-- SHORT TASK --
Reproduce the entries below, substituting "integer-pixels" for every occurrence of "whole-pixels" and leaving everything else unchanged. Omit the pictures from your answer.

[Entries excerpted from a collection]
──────────────────────────────

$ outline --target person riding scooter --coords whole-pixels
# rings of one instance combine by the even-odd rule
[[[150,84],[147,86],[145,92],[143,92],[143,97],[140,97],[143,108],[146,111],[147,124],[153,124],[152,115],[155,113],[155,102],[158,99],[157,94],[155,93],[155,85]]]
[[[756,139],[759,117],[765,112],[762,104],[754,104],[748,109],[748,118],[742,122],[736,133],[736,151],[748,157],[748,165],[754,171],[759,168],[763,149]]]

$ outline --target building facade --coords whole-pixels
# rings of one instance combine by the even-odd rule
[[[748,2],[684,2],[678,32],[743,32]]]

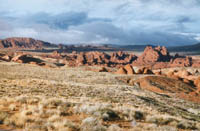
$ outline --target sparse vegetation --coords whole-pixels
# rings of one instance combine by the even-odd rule
[[[0,124],[27,131],[200,130],[200,105],[117,77],[0,63]]]

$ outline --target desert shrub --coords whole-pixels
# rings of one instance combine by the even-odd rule
[[[112,124],[108,127],[108,131],[122,131],[122,129],[118,125]]]
[[[81,123],[81,129],[83,131],[106,131],[101,121],[94,117],[85,118]]]
[[[0,124],[3,124],[4,120],[9,117],[7,112],[0,111]]]
[[[144,120],[144,114],[140,111],[135,111],[134,118],[136,120]]]
[[[186,121],[181,121],[177,124],[177,128],[179,129],[190,129],[190,130],[196,130],[196,124],[191,123],[191,122],[186,122]]]
[[[111,109],[103,109],[100,111],[102,113],[101,119],[104,121],[114,121],[114,120],[120,120],[120,116],[118,113]]]

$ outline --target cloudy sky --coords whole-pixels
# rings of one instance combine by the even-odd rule
[[[0,39],[196,44],[199,12],[200,0],[0,0]]]

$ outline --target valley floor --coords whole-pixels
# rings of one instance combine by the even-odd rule
[[[0,128],[26,131],[200,130],[200,105],[85,67],[0,63]],[[144,75],[130,75],[134,79]]]

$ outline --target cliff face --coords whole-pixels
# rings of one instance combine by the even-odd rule
[[[0,40],[0,48],[26,48],[26,49],[42,49],[50,47],[52,44],[32,38],[7,38]]]

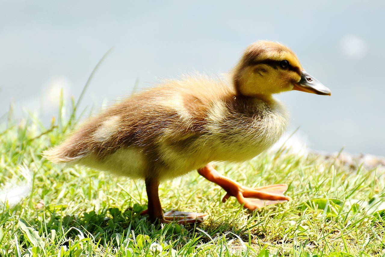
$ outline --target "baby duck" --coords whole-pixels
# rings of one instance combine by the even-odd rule
[[[44,155],[56,163],[78,164],[144,180],[151,222],[201,222],[206,214],[163,213],[159,183],[197,170],[254,210],[290,200],[285,184],[248,188],[219,174],[211,163],[243,162],[276,143],[288,115],[272,95],[298,90],[330,95],[305,71],[294,53],[274,42],[248,47],[224,81],[195,76],[169,80],[136,94],[92,119]]]

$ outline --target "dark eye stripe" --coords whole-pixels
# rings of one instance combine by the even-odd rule
[[[281,63],[281,61],[280,60],[271,60],[271,59],[265,59],[265,60],[262,60],[259,61],[255,61],[252,60],[249,62],[249,65],[251,66],[257,65],[258,64],[267,64],[268,65],[270,65],[274,69],[276,69],[279,68],[281,68],[280,64]],[[295,67],[293,66],[290,64],[290,63],[289,62],[289,67],[287,69],[298,73],[298,74],[300,76],[302,74],[302,72],[301,72],[301,70],[300,69],[300,68],[298,67]]]

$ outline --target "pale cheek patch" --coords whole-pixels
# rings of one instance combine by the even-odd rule
[[[121,120],[120,116],[114,116],[104,121],[102,126],[95,131],[94,139],[97,142],[105,142],[117,130]]]

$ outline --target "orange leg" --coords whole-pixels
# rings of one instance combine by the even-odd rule
[[[148,198],[147,210],[143,211],[141,214],[148,214],[152,222],[170,223],[175,222],[179,224],[201,222],[207,215],[206,213],[196,212],[176,212],[173,210],[163,214],[159,199],[159,181],[157,180],[146,179],[146,191]]]
[[[198,170],[198,173],[207,180],[220,186],[227,192],[223,202],[231,196],[235,197],[245,208],[253,211],[263,206],[289,201],[291,199],[283,193],[287,190],[285,184],[273,185],[254,188],[243,186],[239,183],[221,175],[213,165],[207,165]]]

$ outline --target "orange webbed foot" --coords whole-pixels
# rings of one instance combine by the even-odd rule
[[[238,184],[238,183],[237,183]],[[251,188],[234,184],[238,192],[233,195],[228,192],[222,199],[225,202],[231,196],[236,198],[238,202],[243,204],[245,208],[253,211],[271,204],[275,204],[288,201],[291,199],[283,195],[288,189],[286,184],[272,185]]]
[[[253,211],[265,205],[290,201],[291,198],[283,195],[287,190],[285,184],[273,185],[251,188],[242,186],[239,183],[218,173],[211,164],[198,170],[198,172],[206,179],[220,186],[227,192],[222,202],[224,202],[231,196],[235,197],[245,208]]]

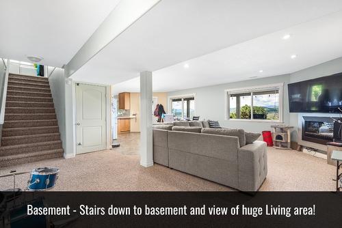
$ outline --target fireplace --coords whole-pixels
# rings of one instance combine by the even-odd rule
[[[303,116],[302,140],[326,145],[333,141],[334,120],[328,117]]]

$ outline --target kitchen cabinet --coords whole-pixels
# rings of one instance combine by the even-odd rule
[[[131,118],[118,118],[118,132],[127,132],[131,131]]]
[[[119,94],[119,109],[130,109],[131,94],[124,92]]]

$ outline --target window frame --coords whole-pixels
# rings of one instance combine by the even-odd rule
[[[267,90],[279,91],[279,119],[254,119],[253,115],[251,115],[250,119],[231,119],[230,118],[230,96],[231,94],[250,93],[251,94],[251,113],[253,113],[253,93],[261,92]],[[242,121],[242,122],[276,122],[283,123],[282,111],[283,111],[283,96],[284,96],[284,83],[275,83],[259,86],[253,86],[249,87],[227,89],[224,90],[224,102],[226,109],[224,109],[224,119],[228,121]]]
[[[196,94],[184,94],[184,95],[176,95],[176,96],[169,96],[168,98],[168,110],[170,111],[170,113],[172,113],[172,100],[174,99],[181,99],[182,102],[182,119],[184,119],[184,99],[186,98],[194,98],[194,115],[196,116]],[[173,113],[172,113],[173,114]]]

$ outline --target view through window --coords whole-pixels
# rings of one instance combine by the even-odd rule
[[[228,92],[229,119],[279,121],[279,88]]]
[[[171,111],[176,119],[192,119],[195,115],[194,97],[172,98]]]

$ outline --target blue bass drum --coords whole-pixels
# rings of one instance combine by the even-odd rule
[[[31,173],[27,182],[27,189],[33,191],[47,190],[53,188],[58,178],[60,169],[57,168],[38,168]]]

──────────────────────────────

-- SOLUTION FOR THIS TASK --
$ outline --target person riding scooter --coords integer-pixels
# rings of one instance combine by the even-odd rule
[[[150,84],[147,86],[145,92],[143,92],[143,97],[140,97],[143,108],[146,111],[147,124],[153,124],[152,115],[155,113],[155,102],[158,99],[157,94],[155,93],[155,85]]]
[[[756,139],[759,117],[765,112],[762,104],[754,104],[748,109],[748,118],[742,122],[736,133],[736,151],[748,157],[748,165],[754,171],[759,168],[763,149]]]

$ outline --target building facade --coords integer-pixels
# rings of one instance combine by the even-odd rule
[[[748,2],[684,2],[678,32],[743,32]]]

$ outline --target sparse vegetation --coords integer-pixels
# rings of one instance combine by the even-odd rule
[[[0,124],[27,131],[200,130],[200,105],[117,77],[0,63]]]

$ outline --target desert shrub --coords integer-pixels
# rings of one instance combine by the even-odd rule
[[[112,124],[108,127],[108,131],[122,131],[122,129],[118,125]]]
[[[81,123],[81,129],[83,131],[106,131],[101,121],[94,117],[85,118]]]
[[[0,124],[3,124],[4,120],[9,117],[7,112],[0,111]]]
[[[144,120],[144,114],[140,111],[135,111],[134,118],[136,120]]]
[[[186,121],[181,121],[177,124],[177,128],[179,129],[190,129],[190,130],[196,130],[196,124],[191,123],[191,122],[186,122]]]
[[[111,109],[103,109],[100,111],[102,113],[101,119],[104,121],[114,121],[114,120],[120,120],[120,116],[118,113]]]

$ outline --target cloudy sky --coords integer-pixels
# rings of one instance combine by the even-odd rule
[[[0,39],[196,44],[199,12],[200,0],[0,0]]]

$ outline --target valley floor --coords integer-pixels
# rings of one instance combine by the even-odd rule
[[[0,128],[26,131],[200,130],[200,105],[85,67],[0,63]],[[144,75],[130,75],[134,79]]]

$ outline --target cliff face --coords integer-pixels
# rings of one instance combine by the even-odd rule
[[[0,40],[0,48],[26,48],[26,49],[42,49],[50,47],[52,44],[32,38],[7,38]]]

$ outline --target "baby duck" --coords integer-pixels
# rings of one instance combine by the even-odd rule
[[[44,155],[56,163],[78,164],[144,180],[151,222],[201,222],[206,214],[163,213],[159,183],[197,170],[254,210],[290,200],[285,184],[248,188],[219,174],[211,163],[243,162],[276,143],[288,115],[272,95],[298,90],[330,95],[305,71],[294,53],[274,42],[248,47],[224,81],[195,76],[169,80],[136,94],[92,119]]]

$ outline --target "dark eye stripe" --coords integer-pixels
# rings of one instance combine by the even-odd rule
[[[281,63],[281,61],[280,60],[271,60],[271,59],[265,59],[265,60],[262,60],[259,61],[255,61],[252,60],[249,62],[249,65],[251,66],[257,65],[258,64],[267,64],[268,65],[270,65],[274,69],[276,69],[279,68],[281,68],[280,64]],[[295,67],[293,66],[290,64],[290,63],[289,62],[289,67],[287,69],[298,73],[298,74],[300,76],[302,74],[302,72],[301,72],[301,70],[300,69],[300,68],[298,67]]]

$ outline --target "pale cheek patch" --coords integer-pixels
# rings of one instance combine by the even-odd rule
[[[121,120],[120,116],[114,116],[104,121],[102,126],[95,131],[94,139],[97,142],[105,142],[117,130]]]

$ outline --target "orange leg" --coords integer-pixels
# rings of one instance combine by the even-odd rule
[[[148,198],[147,210],[143,211],[141,214],[148,214],[152,222],[170,223],[175,222],[179,224],[201,222],[207,215],[206,213],[196,212],[176,212],[173,210],[163,214],[159,199],[159,181],[157,180],[146,179],[146,191]]]
[[[198,170],[198,173],[207,180],[220,186],[227,192],[223,202],[231,196],[235,197],[245,208],[253,211],[263,206],[289,201],[291,199],[283,193],[287,190],[285,184],[273,185],[254,188],[243,186],[239,183],[221,175],[213,165],[207,165]]]

$ outline --target "orange webbed foot" --coords integer-pixels
# rings of one instance combine by the even-odd rule
[[[238,184],[238,183],[237,183]],[[251,188],[234,184],[238,192],[233,195],[228,192],[222,199],[225,202],[231,196],[236,198],[238,202],[243,204],[245,208],[253,211],[271,204],[275,204],[288,201],[291,199],[283,195],[288,189],[286,184],[272,185]]]
[[[253,211],[265,205],[290,201],[291,198],[283,195],[287,190],[285,184],[273,185],[251,188],[242,186],[239,183],[218,173],[211,164],[198,170],[198,172],[206,179],[220,186],[227,192],[222,202],[224,202],[231,196],[235,197],[245,208]]]

$ outline --target fireplace --coords integer-pixels
# rings of one instance combine by the even-odd rule
[[[303,116],[302,140],[326,145],[333,141],[334,120],[328,117]]]

$ outline --target kitchen cabinet --coords integer-pixels
# rings of one instance combine by the even-odd rule
[[[131,118],[118,118],[118,132],[127,132],[131,131]]]
[[[119,94],[119,109],[130,109],[131,94],[124,92]]]

$ outline --target window frame --coords integer-pixels
# rings of one instance combine by the even-odd rule
[[[267,90],[279,91],[279,119],[254,119],[253,115],[251,115],[250,119],[231,119],[230,118],[230,96],[231,94],[250,93],[251,94],[251,113],[253,113],[253,93],[261,92]],[[242,121],[242,122],[276,122],[283,123],[282,111],[283,111],[283,96],[284,96],[284,83],[275,83],[259,86],[253,86],[249,87],[227,89],[224,90],[224,102],[226,109],[224,109],[224,119],[228,121]]]
[[[196,94],[184,94],[184,95],[176,95],[176,96],[169,96],[168,98],[168,110],[170,111],[170,113],[172,113],[172,100],[174,99],[181,99],[182,102],[182,119],[184,119],[184,99],[186,98],[194,98],[194,115],[196,116]],[[173,113],[172,113],[173,114]]]

$ outline --target view through window --coords integer-pixels
# rings of one instance combine by the even-odd rule
[[[228,92],[229,119],[279,121],[279,88]]]
[[[171,111],[176,119],[192,119],[195,115],[194,97],[172,98]]]

$ outline --target blue bass drum --coords integer-pixels
# rings of one instance combine by the even-odd rule
[[[31,173],[27,182],[27,189],[33,191],[47,190],[53,188],[58,178],[60,169],[57,168],[38,168]]]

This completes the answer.